(Items listed in a dataset)
* * * * *

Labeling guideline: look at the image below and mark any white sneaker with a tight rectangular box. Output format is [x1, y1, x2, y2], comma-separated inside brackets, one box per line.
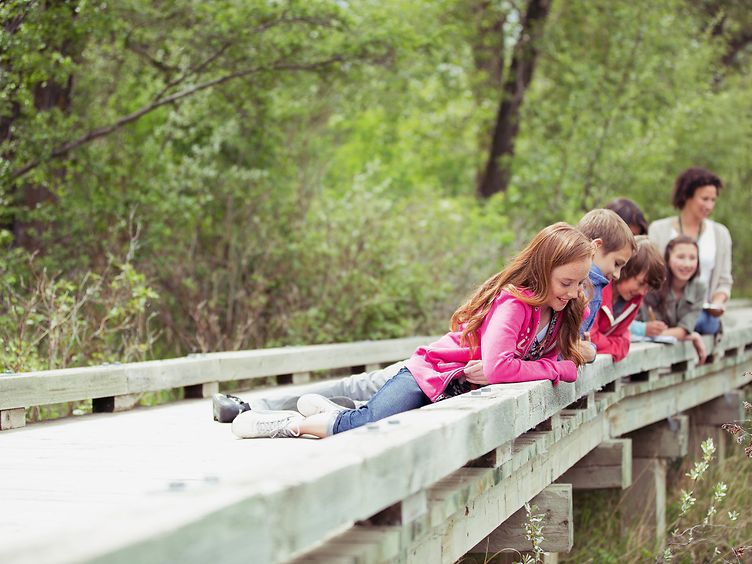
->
[297, 394, 350, 417]
[231, 409, 303, 439]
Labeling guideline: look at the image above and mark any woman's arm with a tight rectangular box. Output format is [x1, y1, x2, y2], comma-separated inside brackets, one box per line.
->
[712, 224, 733, 303]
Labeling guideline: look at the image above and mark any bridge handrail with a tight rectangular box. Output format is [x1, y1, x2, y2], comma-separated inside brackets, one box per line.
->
[0, 336, 432, 412]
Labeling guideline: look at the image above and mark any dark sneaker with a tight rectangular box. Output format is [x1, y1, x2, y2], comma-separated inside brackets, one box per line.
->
[212, 393, 250, 423]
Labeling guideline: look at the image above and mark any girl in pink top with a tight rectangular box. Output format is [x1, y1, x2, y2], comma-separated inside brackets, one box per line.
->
[232, 223, 594, 439]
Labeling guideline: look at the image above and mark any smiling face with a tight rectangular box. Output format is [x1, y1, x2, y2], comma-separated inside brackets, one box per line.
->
[593, 244, 634, 281]
[668, 242, 699, 285]
[616, 272, 650, 302]
[546, 258, 592, 312]
[683, 184, 718, 221]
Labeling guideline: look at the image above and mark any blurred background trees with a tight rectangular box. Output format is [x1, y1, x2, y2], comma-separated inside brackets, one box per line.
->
[2, 0, 751, 370]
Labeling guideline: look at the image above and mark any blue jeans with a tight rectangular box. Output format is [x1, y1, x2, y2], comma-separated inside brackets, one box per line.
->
[695, 310, 721, 335]
[332, 367, 431, 434]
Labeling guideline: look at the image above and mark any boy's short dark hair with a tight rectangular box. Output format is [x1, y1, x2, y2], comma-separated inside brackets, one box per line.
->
[672, 167, 723, 210]
[576, 209, 637, 254]
[604, 198, 648, 235]
[620, 236, 665, 290]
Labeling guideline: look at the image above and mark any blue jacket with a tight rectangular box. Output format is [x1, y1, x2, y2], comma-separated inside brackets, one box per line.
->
[580, 264, 609, 334]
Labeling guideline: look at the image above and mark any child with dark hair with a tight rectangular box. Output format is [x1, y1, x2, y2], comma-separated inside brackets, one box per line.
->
[637, 235, 707, 364]
[604, 198, 648, 236]
[589, 236, 665, 361]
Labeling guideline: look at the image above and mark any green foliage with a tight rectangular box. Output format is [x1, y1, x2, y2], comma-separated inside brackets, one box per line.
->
[0, 235, 158, 372]
[1, 0, 751, 370]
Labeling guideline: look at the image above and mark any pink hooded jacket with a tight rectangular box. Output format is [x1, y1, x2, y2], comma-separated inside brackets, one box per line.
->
[406, 288, 579, 402]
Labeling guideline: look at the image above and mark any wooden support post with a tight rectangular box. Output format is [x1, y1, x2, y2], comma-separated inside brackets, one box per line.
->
[1, 407, 26, 430]
[184, 381, 219, 399]
[292, 371, 311, 385]
[470, 484, 573, 556]
[688, 391, 744, 462]
[92, 393, 141, 413]
[558, 439, 632, 489]
[620, 458, 667, 545]
[628, 415, 689, 459]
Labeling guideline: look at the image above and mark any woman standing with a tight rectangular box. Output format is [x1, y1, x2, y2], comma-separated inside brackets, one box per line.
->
[648, 167, 733, 334]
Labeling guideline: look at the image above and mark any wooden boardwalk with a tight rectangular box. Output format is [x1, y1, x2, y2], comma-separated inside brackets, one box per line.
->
[2, 310, 752, 564]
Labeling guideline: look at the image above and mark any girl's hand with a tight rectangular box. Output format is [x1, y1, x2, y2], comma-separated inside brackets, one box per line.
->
[577, 339, 596, 363]
[464, 360, 488, 385]
[645, 320, 668, 336]
[690, 332, 707, 365]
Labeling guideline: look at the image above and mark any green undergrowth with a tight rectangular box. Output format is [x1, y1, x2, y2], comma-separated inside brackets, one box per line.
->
[562, 436, 752, 563]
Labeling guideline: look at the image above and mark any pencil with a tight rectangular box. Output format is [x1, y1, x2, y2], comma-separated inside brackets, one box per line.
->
[648, 306, 656, 322]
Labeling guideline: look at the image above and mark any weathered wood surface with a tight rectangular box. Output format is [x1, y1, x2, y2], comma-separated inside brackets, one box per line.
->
[557, 439, 632, 489]
[628, 415, 689, 459]
[471, 484, 573, 553]
[0, 337, 431, 411]
[1, 309, 751, 564]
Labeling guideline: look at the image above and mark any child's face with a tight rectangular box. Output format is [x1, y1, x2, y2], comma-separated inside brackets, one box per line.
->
[668, 243, 698, 285]
[546, 258, 591, 312]
[616, 272, 650, 302]
[593, 244, 633, 281]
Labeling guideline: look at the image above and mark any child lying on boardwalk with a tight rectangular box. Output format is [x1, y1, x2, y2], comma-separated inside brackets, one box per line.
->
[232, 223, 594, 439]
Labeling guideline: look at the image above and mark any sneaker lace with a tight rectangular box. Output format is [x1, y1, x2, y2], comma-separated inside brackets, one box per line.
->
[261, 416, 301, 439]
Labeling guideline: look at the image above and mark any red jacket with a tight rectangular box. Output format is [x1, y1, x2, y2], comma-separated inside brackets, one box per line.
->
[589, 283, 643, 362]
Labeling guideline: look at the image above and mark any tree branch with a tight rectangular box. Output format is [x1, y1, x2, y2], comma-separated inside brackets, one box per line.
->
[10, 55, 344, 181]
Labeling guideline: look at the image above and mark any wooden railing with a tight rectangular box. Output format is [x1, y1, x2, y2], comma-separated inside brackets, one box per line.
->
[0, 336, 430, 428]
[1, 308, 751, 563]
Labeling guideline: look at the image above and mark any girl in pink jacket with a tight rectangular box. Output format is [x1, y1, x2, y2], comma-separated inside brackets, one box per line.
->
[233, 223, 594, 439]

* * * * *

[BRIEF] Give back all of the data exactly, but not the pictures.

[RESPONSE BOX]
Labeling guideline: look at the image below and mark any white sneaker with a tight rectangular box. Output format is [x1, y1, x2, y2], comma-separated inside brackets, one box per line.
->
[297, 394, 350, 417]
[231, 409, 303, 439]
Labeling guideline: look at the image above and mark any woman's arm with a tight rectangular box. Output format is [x1, y1, x2, y2], comma-separated inside brackets, one box per line.
->
[712, 224, 733, 303]
Labeling guideline: look at the image above and mark any bridge handrail with a tight rectangular box. Output format is [x1, y1, x2, y2], comma-separated inside brackets, one box per line.
->
[0, 336, 432, 412]
Labeling guideline: look at the image above and mark any dark sneaker with a tight rectangular box. Output format is [x1, y1, x2, y2], comma-separated inside brackets, one box per line.
->
[212, 393, 250, 423]
Labeling guideline: look at the image above and mark any girl in pink top with a tight rectangular box. Output format is [x1, y1, x2, y2], comma-separated inside brackets, one box per line.
->
[232, 223, 594, 439]
Labeling guideline: look at the image above and mark any smiling face with a tight rectangular box. Output format is [x1, y1, x2, y2], comma-separated inside brackets, one box per line.
->
[593, 244, 634, 281]
[668, 242, 699, 285]
[616, 272, 650, 302]
[546, 258, 592, 312]
[683, 184, 718, 221]
Labeling guideline: look at the image above and mark any blurred background trees with a tight rectangular box. Output format is [x1, y1, x2, y2], comma-separated inside brackets, one box per line.
->
[2, 0, 751, 370]
Labeling guideline: look at the image above and mark any blue jeans with a tight rectangular box. Output format is [x1, y1, x2, y2], comma-separated inside brackets, one box per line.
->
[695, 310, 721, 335]
[332, 367, 431, 434]
Labeling guideline: look at the image above and mark any boy's short dark hair with a tight rectangular box. Output format is [x1, y1, x2, y2], comma-separated inside brackets, one box per line.
->
[672, 167, 723, 210]
[576, 209, 637, 254]
[604, 198, 648, 235]
[620, 236, 665, 290]
Labeling guideline: look at the image above and mark any blue jacket with a tight rectangular box. Output format is [x1, y1, x2, y2], comma-separated inside brackets, one box per line.
->
[580, 264, 609, 334]
Labeling guideline: look at the image above and mark any child with dark hair with a tight rectangular box. Output format is [x1, y1, x2, y2], comma-separated inside brackets, one box per line.
->
[637, 235, 707, 364]
[604, 198, 648, 236]
[589, 236, 665, 361]
Labeling guideline: look at the image above and mark any green foliage with a tight rectangular box. Output format is [x1, y1, x2, y2], comma-separated inside brackets, one box per line.
->
[0, 235, 158, 372]
[1, 0, 751, 370]
Labeling guideline: look at the image above and mark any pink hooded jacket with a tight rectangular box. Output format is [x1, y1, x2, y2], comma-separated inside brackets, one box per line.
->
[406, 288, 579, 402]
Labeling guideline: look at the image above and mark any wooden support post with a tight rectangular box. Output format is [x1, y1, x2, y2], comma-separated inside brackets, one box per line.
->
[1, 407, 26, 430]
[184, 381, 219, 399]
[292, 371, 311, 385]
[470, 484, 573, 556]
[688, 391, 744, 462]
[92, 393, 141, 413]
[558, 439, 632, 489]
[620, 458, 667, 545]
[628, 415, 689, 459]
Labeling guideline: look at the image above and mark any woman standing with a tight rectangular box. Output format is [x1, y1, x2, y2], comma-separated inside brackets, one box per line.
->
[648, 167, 733, 334]
Labeling guideline: look at the image above and mark any wooden boardwalk with a tight rectangular box. Output format is [x1, y1, x2, y2], comma-separated inside brackets, one box per line.
->
[2, 310, 752, 564]
Labeling guideline: look at the image above and mark any girl's hand with a tight rectangular box. Output format is [x1, y1, x2, y2], comma-separated inside brackets, one box per line.
->
[577, 339, 596, 363]
[464, 360, 488, 385]
[645, 320, 668, 336]
[690, 332, 707, 365]
Labeling guideline: look at the image above and mark any green undergrowth with a tight rectangular box. Output format is [x1, y1, x2, y2], comma-separated inside brackets, one box per line.
->
[562, 436, 752, 563]
Labeling guideline: look at the image above and mark any pencil with a tight rectangular box. Output format is [x1, y1, x2, y2], comma-separated inside brackets, one box per line.
->
[648, 306, 656, 322]
Labeling guideline: look at the image above and mark any weathered wood surface with a tight rectangular box. Output format is [x1, y1, x2, y2], comma-separated inside brackets, one box per line.
->
[557, 439, 632, 489]
[628, 415, 689, 459]
[471, 484, 573, 553]
[0, 337, 431, 411]
[1, 309, 751, 564]
Labeling guideline: look at the image above and mark any child's face with a tight rectangular box. Output format is [x1, y1, x2, y2], comma-separated inside brackets, one box per line.
->
[668, 243, 698, 285]
[546, 258, 591, 312]
[616, 272, 650, 302]
[593, 244, 633, 281]
Labeling guideline: look at the image above and mark any child lying on boardwalk with a tight rectangular box. Output format is [x1, y1, x2, y2], comma-separated inside brackets, one box per line.
->
[232, 223, 594, 439]
Labeling guideline: look at the image above and mark any sneaker lace with a tight rectangular box. Output format is [x1, y1, x2, y2], comma-separated inside brackets, one box per line.
->
[261, 416, 301, 439]
Labeling guideline: look at the image above and mark any red jacket with a tight rectangular box. Output format is [x1, y1, x2, y2], comma-separated inside brackets, one box per line.
->
[589, 283, 643, 362]
Labeling guideline: look at the image above and mark any tree branch with a tight rectangular box. Output format is [x1, y1, x2, y2], comma-separated inside brackets, one box per line.
->
[10, 55, 344, 181]
Labeling guideline: look at the image above and mark any wooden railing with a tight rectangular box. Output format is [x1, y1, x2, y2], comma-separated inside brackets, one box per line.
->
[0, 336, 430, 428]
[1, 308, 751, 563]
Labeling guideline: look at the image above and mark any girl in pink jacket with a tight rectangular box. Output format is [x1, y1, x2, y2], comma-separated inside brackets, one box per line.
->
[233, 223, 594, 439]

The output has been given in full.